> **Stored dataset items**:

· · · · · · ·

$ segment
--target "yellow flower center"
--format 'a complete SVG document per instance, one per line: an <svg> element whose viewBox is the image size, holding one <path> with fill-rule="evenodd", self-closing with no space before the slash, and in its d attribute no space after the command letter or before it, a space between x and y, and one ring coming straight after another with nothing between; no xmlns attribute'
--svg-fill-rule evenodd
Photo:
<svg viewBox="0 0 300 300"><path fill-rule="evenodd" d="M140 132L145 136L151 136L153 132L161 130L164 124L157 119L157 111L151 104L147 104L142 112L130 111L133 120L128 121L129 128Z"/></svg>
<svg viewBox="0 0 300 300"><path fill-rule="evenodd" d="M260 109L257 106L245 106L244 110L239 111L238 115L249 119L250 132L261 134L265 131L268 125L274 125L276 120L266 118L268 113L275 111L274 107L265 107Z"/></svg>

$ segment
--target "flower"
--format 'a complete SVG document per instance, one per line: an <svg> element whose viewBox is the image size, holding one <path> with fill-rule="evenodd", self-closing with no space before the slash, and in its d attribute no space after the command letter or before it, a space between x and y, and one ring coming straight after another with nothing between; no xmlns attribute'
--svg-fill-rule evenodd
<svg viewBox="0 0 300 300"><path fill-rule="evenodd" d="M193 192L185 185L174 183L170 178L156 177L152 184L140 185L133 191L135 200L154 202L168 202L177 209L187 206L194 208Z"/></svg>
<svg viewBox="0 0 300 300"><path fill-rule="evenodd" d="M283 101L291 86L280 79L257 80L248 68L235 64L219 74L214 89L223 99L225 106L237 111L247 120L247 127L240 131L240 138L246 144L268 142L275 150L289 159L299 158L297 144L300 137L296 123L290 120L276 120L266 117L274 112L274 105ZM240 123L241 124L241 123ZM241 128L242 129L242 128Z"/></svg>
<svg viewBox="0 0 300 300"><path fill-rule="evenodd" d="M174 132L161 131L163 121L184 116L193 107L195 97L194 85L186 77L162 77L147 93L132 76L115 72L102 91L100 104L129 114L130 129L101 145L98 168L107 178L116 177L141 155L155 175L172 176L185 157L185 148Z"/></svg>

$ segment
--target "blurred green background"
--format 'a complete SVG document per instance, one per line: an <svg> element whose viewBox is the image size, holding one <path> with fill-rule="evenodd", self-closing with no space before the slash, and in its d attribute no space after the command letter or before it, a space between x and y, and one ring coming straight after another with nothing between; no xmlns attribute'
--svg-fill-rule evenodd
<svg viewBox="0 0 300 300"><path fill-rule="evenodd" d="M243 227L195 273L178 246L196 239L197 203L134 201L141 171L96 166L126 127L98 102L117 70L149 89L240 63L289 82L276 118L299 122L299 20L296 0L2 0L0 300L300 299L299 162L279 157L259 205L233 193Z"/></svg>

· · · · · · ·

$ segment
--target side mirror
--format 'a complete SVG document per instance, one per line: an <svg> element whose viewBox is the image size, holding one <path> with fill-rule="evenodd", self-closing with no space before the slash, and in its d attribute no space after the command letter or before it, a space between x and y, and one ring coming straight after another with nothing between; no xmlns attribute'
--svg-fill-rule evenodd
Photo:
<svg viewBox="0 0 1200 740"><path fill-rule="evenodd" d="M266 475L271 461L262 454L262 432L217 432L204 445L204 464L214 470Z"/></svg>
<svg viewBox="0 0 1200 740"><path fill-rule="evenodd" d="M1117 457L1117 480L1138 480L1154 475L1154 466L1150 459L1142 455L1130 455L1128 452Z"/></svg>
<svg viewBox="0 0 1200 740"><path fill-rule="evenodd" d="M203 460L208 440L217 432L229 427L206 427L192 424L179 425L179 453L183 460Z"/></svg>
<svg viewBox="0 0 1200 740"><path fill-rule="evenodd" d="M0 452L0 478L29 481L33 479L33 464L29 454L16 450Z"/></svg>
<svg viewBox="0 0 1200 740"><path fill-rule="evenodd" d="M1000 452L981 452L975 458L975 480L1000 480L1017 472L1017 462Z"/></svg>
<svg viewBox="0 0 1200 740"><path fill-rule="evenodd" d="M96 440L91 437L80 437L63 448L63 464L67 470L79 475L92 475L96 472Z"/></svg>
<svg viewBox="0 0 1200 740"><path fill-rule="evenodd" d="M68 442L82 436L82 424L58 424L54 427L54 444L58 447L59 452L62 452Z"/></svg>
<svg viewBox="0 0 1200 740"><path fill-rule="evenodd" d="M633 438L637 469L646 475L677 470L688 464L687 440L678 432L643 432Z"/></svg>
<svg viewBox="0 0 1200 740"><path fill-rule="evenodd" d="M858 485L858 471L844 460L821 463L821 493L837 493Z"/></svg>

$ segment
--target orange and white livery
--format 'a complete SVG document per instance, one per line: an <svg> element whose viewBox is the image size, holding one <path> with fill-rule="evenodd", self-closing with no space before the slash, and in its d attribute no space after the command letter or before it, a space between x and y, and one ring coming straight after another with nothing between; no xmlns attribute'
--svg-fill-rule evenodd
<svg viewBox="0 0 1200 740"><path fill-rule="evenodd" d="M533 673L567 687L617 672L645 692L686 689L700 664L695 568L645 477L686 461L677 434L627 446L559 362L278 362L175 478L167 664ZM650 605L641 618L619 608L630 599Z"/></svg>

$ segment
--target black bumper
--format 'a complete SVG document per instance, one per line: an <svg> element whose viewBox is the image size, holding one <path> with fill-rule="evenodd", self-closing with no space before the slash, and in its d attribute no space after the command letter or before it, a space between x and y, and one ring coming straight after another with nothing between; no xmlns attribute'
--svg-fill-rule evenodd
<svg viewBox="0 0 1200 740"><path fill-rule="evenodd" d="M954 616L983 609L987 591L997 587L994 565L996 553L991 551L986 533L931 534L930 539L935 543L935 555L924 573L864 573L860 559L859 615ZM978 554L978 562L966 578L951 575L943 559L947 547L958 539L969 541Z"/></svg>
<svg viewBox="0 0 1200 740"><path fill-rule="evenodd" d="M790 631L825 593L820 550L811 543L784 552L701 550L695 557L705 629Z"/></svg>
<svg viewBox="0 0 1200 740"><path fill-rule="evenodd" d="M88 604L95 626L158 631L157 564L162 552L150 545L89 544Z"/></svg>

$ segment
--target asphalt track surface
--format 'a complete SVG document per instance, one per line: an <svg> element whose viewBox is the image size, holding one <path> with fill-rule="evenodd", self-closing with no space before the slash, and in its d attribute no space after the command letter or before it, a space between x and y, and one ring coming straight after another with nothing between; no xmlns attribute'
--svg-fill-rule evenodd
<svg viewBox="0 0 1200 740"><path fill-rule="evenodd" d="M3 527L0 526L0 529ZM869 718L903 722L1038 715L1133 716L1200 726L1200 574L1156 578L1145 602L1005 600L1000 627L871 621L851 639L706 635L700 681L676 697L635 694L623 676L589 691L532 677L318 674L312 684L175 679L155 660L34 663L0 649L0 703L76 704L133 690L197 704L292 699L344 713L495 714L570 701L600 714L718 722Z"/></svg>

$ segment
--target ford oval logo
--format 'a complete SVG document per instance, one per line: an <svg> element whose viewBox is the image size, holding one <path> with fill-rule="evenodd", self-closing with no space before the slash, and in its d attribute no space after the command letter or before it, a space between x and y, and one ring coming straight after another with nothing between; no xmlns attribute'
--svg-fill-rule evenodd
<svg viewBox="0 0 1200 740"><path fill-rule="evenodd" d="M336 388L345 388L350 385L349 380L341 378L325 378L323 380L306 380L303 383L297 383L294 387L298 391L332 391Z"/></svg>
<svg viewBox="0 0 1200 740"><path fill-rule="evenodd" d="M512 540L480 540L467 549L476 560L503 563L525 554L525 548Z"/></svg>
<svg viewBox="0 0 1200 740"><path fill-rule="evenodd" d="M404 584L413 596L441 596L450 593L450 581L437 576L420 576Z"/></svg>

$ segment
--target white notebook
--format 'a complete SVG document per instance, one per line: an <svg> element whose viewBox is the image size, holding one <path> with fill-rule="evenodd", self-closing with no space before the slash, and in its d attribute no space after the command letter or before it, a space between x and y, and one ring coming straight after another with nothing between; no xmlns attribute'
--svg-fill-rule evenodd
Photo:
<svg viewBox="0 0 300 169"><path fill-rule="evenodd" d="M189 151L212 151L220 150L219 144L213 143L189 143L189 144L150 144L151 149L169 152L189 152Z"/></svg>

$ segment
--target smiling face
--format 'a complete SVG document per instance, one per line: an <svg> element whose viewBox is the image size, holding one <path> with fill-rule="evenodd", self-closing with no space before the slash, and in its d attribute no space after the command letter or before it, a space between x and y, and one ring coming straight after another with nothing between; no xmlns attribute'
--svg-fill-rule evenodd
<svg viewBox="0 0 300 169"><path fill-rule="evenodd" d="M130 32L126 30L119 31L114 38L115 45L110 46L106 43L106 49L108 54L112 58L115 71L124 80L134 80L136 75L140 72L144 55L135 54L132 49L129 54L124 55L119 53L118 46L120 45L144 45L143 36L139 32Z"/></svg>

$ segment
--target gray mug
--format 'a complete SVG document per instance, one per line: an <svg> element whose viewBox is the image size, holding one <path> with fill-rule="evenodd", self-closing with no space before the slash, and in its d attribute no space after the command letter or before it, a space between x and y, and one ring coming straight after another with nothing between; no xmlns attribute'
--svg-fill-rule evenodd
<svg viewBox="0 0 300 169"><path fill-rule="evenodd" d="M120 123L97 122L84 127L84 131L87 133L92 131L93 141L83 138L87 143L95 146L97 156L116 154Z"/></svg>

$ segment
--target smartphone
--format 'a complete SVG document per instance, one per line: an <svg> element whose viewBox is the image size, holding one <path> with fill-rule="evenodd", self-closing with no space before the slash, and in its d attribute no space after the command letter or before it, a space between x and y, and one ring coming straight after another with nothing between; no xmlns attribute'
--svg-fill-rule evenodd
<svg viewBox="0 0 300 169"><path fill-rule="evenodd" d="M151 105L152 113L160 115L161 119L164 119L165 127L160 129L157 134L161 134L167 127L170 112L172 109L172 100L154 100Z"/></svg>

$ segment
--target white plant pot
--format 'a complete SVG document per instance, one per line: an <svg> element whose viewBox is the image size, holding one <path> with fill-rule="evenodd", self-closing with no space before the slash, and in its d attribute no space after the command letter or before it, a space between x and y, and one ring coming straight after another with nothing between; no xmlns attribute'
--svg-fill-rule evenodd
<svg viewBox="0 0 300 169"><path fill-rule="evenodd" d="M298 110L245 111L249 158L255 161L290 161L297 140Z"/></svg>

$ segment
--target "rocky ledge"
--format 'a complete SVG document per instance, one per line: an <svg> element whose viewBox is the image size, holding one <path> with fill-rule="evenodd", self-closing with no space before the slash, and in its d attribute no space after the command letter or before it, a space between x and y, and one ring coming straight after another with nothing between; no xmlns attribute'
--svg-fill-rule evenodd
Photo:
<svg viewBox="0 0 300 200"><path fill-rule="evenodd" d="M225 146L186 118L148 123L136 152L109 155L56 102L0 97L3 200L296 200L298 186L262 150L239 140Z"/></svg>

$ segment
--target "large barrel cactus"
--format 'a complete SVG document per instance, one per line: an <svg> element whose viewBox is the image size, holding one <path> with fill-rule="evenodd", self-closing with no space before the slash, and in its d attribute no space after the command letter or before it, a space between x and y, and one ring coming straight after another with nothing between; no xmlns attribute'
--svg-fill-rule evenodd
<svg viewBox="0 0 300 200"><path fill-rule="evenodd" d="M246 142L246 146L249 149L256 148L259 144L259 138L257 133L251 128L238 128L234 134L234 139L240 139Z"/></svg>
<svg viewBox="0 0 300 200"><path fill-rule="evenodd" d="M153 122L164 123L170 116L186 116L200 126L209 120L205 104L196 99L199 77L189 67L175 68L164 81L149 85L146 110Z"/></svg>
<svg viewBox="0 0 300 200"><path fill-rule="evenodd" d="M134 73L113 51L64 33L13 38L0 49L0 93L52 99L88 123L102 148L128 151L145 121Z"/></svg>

· · · · · · ·

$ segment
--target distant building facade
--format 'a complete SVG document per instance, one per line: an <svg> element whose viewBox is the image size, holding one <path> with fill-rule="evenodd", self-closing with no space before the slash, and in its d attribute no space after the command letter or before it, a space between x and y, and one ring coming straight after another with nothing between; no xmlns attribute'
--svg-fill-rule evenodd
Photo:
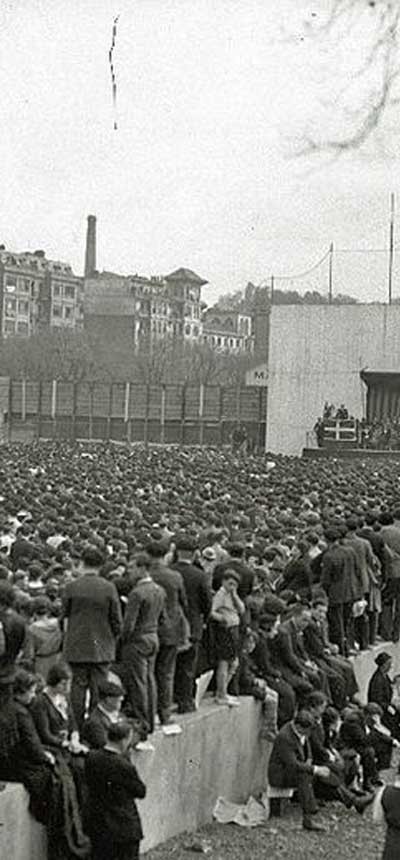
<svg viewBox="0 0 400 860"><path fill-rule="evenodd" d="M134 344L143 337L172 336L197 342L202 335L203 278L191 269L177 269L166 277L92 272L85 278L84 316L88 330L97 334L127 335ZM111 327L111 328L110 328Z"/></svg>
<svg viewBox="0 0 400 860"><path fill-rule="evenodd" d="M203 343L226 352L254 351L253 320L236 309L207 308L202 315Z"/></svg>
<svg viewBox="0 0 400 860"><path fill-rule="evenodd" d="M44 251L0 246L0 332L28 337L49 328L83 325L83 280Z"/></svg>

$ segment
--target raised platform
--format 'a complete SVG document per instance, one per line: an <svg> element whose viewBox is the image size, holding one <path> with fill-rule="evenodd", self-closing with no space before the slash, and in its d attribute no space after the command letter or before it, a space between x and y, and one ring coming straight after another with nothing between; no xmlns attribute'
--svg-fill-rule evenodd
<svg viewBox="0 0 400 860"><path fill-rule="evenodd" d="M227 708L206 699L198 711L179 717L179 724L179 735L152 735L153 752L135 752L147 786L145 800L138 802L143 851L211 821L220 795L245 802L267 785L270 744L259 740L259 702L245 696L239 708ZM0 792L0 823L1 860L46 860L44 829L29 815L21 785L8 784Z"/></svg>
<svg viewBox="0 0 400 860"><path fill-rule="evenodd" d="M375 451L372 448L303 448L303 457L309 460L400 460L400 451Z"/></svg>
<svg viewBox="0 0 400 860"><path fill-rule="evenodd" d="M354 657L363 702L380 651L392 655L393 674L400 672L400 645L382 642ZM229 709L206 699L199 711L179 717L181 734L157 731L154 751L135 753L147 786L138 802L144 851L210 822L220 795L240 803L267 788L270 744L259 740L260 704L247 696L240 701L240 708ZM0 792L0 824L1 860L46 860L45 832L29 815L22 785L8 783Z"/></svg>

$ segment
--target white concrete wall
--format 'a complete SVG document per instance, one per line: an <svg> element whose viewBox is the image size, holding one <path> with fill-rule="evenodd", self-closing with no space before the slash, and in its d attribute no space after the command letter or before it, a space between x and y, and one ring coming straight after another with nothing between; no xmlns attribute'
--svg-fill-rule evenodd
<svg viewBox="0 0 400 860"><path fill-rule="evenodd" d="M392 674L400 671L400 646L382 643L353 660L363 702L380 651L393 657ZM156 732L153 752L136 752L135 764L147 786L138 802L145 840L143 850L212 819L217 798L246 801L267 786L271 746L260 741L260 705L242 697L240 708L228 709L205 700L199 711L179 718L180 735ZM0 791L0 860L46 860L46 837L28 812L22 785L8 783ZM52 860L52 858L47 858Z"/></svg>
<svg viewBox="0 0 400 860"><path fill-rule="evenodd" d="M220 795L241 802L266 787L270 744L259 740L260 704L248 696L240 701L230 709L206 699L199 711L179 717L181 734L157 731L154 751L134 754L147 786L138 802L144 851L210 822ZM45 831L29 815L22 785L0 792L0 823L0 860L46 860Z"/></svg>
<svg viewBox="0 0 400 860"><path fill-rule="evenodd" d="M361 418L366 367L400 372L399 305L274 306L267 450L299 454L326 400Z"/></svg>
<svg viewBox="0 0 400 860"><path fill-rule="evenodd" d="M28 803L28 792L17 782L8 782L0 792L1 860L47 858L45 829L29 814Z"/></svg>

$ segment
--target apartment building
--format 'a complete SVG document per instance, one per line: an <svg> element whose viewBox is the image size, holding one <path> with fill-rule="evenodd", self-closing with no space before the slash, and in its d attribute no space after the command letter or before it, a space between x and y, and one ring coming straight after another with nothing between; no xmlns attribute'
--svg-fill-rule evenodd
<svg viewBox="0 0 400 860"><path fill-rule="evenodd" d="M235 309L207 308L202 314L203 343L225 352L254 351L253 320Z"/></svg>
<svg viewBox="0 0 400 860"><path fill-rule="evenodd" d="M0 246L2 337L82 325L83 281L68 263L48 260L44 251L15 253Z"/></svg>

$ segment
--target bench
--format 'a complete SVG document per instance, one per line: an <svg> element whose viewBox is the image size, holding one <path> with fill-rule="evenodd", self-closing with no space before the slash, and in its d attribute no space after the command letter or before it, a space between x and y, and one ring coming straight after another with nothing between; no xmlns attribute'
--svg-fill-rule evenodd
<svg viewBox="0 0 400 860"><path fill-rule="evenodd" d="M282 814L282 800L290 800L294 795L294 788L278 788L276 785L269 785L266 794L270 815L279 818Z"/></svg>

· · · · · · ·

> **Your assignment**:
Search the entries for the string "building". Copy every line that has it.

> **Reply to the exercise**:
--target distant building facade
--target apartment building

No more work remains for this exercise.